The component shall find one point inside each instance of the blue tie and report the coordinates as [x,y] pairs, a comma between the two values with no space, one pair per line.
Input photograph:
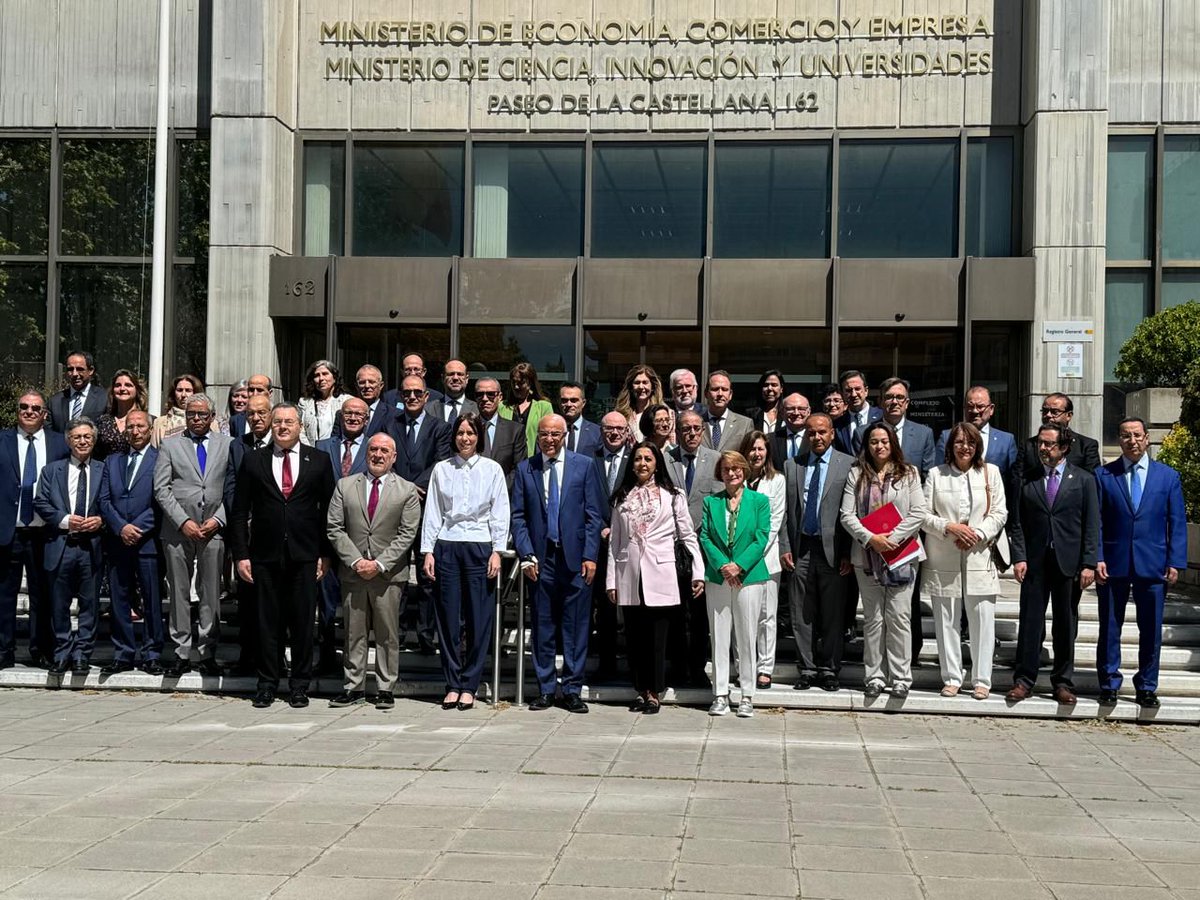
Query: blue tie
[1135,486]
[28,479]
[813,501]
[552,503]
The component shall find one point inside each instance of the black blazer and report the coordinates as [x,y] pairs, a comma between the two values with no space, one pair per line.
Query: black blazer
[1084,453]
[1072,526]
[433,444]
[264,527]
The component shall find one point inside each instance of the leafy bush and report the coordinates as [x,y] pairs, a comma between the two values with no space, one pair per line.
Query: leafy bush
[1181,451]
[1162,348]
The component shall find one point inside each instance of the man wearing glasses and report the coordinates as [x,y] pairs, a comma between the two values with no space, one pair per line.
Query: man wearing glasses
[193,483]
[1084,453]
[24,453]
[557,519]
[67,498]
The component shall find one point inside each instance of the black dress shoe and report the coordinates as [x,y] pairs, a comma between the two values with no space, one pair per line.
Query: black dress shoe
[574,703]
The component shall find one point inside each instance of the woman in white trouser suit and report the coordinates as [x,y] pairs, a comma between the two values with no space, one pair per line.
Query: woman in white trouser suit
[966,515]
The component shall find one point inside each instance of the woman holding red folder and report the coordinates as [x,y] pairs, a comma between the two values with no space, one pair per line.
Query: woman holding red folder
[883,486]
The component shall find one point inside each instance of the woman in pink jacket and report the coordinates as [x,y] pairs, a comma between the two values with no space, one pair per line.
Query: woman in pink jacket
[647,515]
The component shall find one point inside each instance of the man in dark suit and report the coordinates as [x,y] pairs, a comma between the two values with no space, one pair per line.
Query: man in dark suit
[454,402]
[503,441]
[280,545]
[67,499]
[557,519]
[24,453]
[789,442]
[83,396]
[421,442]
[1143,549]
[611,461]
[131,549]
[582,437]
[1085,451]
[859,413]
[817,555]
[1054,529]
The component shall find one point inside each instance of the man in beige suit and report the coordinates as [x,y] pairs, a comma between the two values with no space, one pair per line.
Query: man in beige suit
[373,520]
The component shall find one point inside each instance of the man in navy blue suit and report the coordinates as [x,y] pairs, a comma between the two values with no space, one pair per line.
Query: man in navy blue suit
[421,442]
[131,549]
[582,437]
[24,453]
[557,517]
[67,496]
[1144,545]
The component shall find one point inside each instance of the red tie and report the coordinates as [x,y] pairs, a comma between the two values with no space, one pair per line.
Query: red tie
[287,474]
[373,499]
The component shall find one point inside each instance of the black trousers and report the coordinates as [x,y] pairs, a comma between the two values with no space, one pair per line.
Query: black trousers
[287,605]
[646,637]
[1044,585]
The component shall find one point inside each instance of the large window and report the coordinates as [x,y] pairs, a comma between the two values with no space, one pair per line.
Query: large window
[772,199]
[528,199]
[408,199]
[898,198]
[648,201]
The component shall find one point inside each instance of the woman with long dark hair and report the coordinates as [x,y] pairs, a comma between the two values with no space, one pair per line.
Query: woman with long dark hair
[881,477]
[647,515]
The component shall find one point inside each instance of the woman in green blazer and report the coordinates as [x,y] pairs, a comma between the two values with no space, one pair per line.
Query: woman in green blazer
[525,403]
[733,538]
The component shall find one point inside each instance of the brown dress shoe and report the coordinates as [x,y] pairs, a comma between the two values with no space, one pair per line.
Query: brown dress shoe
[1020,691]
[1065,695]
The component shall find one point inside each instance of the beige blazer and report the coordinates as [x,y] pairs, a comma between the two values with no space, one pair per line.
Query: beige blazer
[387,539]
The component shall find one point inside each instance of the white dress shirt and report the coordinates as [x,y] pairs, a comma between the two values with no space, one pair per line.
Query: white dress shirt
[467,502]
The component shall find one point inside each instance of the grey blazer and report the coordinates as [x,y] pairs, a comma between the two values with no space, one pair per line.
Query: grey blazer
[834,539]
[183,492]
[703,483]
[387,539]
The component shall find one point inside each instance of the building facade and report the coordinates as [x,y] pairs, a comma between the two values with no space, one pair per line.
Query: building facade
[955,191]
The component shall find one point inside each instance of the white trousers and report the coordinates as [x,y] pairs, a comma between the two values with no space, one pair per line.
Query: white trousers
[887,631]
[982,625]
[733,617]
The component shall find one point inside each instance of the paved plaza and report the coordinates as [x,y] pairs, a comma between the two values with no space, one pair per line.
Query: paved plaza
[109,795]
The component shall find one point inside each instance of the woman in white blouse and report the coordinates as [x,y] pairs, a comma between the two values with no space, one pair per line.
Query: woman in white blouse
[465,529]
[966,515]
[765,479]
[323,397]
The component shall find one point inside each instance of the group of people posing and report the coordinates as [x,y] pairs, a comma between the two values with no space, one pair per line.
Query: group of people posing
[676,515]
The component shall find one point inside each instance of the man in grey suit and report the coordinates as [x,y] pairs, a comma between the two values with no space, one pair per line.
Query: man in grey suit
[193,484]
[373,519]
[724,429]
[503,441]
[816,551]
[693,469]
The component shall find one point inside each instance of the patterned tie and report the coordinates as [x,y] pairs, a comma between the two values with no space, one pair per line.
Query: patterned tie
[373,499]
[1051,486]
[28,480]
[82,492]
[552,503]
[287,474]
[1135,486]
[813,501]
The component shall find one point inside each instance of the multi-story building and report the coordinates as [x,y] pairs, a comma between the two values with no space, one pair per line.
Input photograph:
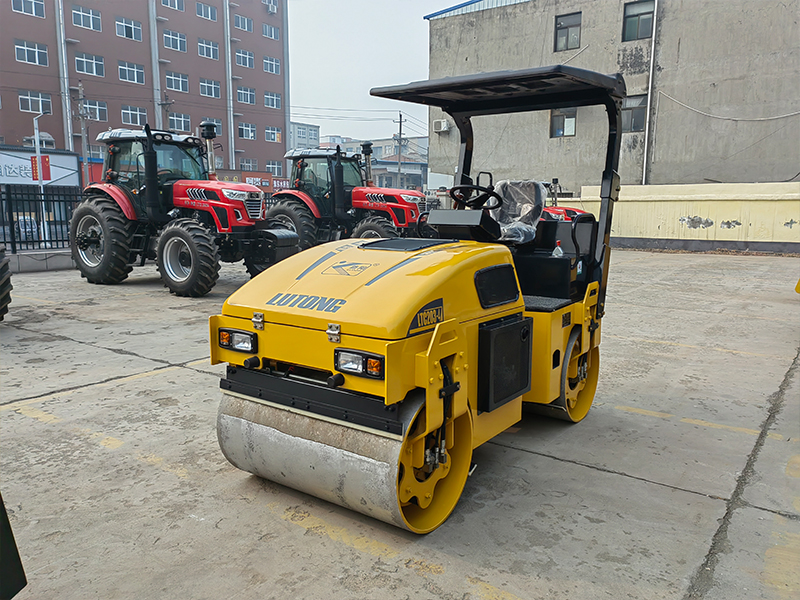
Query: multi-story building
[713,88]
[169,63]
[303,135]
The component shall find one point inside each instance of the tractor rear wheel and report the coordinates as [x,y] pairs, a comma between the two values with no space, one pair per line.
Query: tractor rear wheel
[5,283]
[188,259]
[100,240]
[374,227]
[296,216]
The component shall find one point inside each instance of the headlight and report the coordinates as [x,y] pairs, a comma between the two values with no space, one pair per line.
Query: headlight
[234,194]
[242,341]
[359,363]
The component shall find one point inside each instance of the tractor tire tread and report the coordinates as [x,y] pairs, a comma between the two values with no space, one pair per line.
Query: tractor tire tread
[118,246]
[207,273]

▸ Exercise objective: Each line of the listing above belongs in the answer exactly as written; the pictures do not.

▸ Task result:
The component shall find one point inside each instance of the blue tie and report the coordinates as [x,y] pairs, a comma between the two values with no space, one pair per line.
Input photograph:
Query: blue tie
[1135,486]
[28,479]
[813,501]
[552,503]
The component shall find one point inside each instance of the black blazer and report the coordinates as [x,y] pairs, a comma between the two values with no space, one pair per line.
Query: black blazer
[1084,453]
[1072,526]
[433,444]
[264,527]
The component shall find one point inside each instance of the leafy bush and report the coordinates as [x,y] pairs, a comma between the two values with no space, one pair per line.
Query: leafy bush
[1181,451]
[1162,348]
The component shall find one point inside each instance of the man wearing glasses and report the coordinates as [x,y] pairs, a comma between the two values with no space, one pair per line.
Query: man wearing glasses
[193,483]
[1084,453]
[24,453]
[557,519]
[67,498]
The component shall find one point inside each instance of the black dress shoe and report the coordinates as [x,y] pairs, a comma between the two values with no space, one pair per line.
Query: black dress shoe
[574,703]
The component shall find one point inside each instance of the woman in white trouser suit and report the coordinates as [x,y] pairs, a comma between the two values with no space, one pair per line.
Query: woman in white trouser suit
[966,515]
The component shall find one point inside each instance of the woman holding red folder and report the coordinates as [x,y] pairs, a comma between the two values with no space, one pair per line.
Query: woman holding red folder
[883,486]
The component shall find one point inside each instance of the woman in pink jacket and report the coordinates as [x,y] pairs, a comma between the two values with no space, one pair per line.
Query: woman in pink jacket
[647,515]
The component shall find one point inside each instance of the man in dark suit and report the coordinates as [x,y] pairs, a comma between the two values with no space, one pair per line.
Query: man in dark suit
[454,402]
[503,441]
[280,545]
[67,499]
[557,519]
[24,453]
[789,442]
[83,396]
[421,442]
[1143,549]
[611,461]
[131,549]
[582,437]
[1085,451]
[859,413]
[817,555]
[1054,529]
The component shall find one point inside each instance of the man in beige suit and report the coordinates as [x,y] pairs, a comma between the two values with no space, one pair per line.
Query: man in beige suit
[373,520]
The component shall find one point inside each instance of the man in navy blue suit and report the coordinates as [x,y] pairs, a comma between the two values with no space, one pair per line.
Query: man in navy blue suit
[421,442]
[131,549]
[582,437]
[24,453]
[557,517]
[67,496]
[1144,545]
The component shall find one point inside each instance of the red tie and report the coordinates as [x,y] pairs, a comma between the two values with no space, one pair per line.
Query: red tie
[287,474]
[373,499]
The component shall find one point inside each instance of the black trousers and report the coordinates as [x,y] pairs, a comma between the two values with no space, one pair per line.
Query: black trousers
[287,605]
[646,637]
[1044,585]
The component shall find one point inside each instance of the large window and report the coordinates as [x,y] pairs, a comma between the two values with no space, one pair per line.
Query: large window
[772,199]
[528,199]
[408,199]
[898,198]
[648,201]
The component shall find one point inside each instance of the woman with long dark hair and report the coordinates as [x,y] pairs, a comma between the two values with no space, one pair per line.
Query: woman with long dark hair
[881,477]
[647,515]
The component shall find one point inside each instance of the woman in green blazer and report the coordinates as [x,y] pairs, a comma between the two values with no space, one pair per line.
Query: woman in green blazer
[525,403]
[733,538]
The component shall find one point inside each instance of the brown dress shoe and report the coordinates as [x,y] pairs, a comma between the two values with no space, one pair per line.
Query: brown dress shoe
[1020,691]
[1065,695]
The component shall find one point inside each instance of the beige blazer and report the coordinates as [x,y] pairs, a comma between the two values with no space, one pair per line.
Query: beige blazer
[387,539]
The component shall find one point inside each instance of the white dress shirt and report the coordinates as [x,y] pairs, a comma between the two values with no space, one pair per line.
Query: white dress shirt
[467,502]
The component shall find one point inside each instance of the grey blazer and report the coordinates as [x,y] pairs, a comma between the two values with no space, one pair per line.
Query: grey blazer
[834,539]
[183,492]
[703,483]
[387,539]
The component shall find one point inside each instance of the building facade and report the coordinates as [x,y] pairs, a comma between the two values with no space, one pair per line.
Query: building facade
[955,191]
The component shall find one point inside each instance of the white trousers and report the coordinates as [x,y] pairs, a comma between the two values with no space, one pair per line.
Query: white trousers
[887,631]
[982,625]
[733,617]
The component shall find one point inside each instance of the paved plaza and report the coordinates as [x,y] pairs, a comma between the two values with no space, one pair per line.
Query: paved plaza
[109,795]
The component shall find one point inside each instance of the woman in white blouse and report the coordinates as [x,y] pairs, a comma between the two values with no space, one pair per line.
Query: woman in white blouse
[465,529]
[966,515]
[765,479]
[323,397]
The component shall find one point inside each instance of the group of people posing and report the coordinates as [x,y] pairs, a comma between the two values with no space, one pair per line.
Query: group of people posing
[676,515]
The component shall find one point inside each instance of the man in grey suit and report the coordinates as [x,y] pairs, a comma between the two values with no space, one pair per line.
Query: man in grey suit
[193,484]
[373,519]
[724,429]
[503,441]
[816,551]
[693,469]
The component shall find one point inside each instance of the patterned tie and report the coordinates as [x,y] pairs, a comma between the two values with no space, one pair per line.
Query: patterned tie
[373,499]
[1051,486]
[28,480]
[82,492]
[552,503]
[287,474]
[1135,486]
[813,501]
The component shall find one point inside each instance of the multi-story building and report the coordinates as [x,y] pairs, a comma between the two values with no space, one pair per line.
Input photograph:
Query: multi-story building
[713,88]
[169,63]
[303,135]
The component shall find one point inside each instance of the tractor rear wheel and report the coordinates as [x,y] pairs, a comma between the two values with no space, one pair per line.
Query: tractor rear wheel
[5,283]
[188,259]
[100,240]
[374,227]
[296,216]
The component shall find one point inside each instance of the headlight and report the coordinates as [x,y] pairs, a comma between the two values with no space, one pair per line.
Query: headlight
[234,194]
[242,341]
[359,363]
The component shall find one point inside each instance of the tractor tire tread and report the coordinates as [x,y] pairs, a comma between the two values with no space, one pair per line.
Query: tractor tire tread
[118,246]
[207,273]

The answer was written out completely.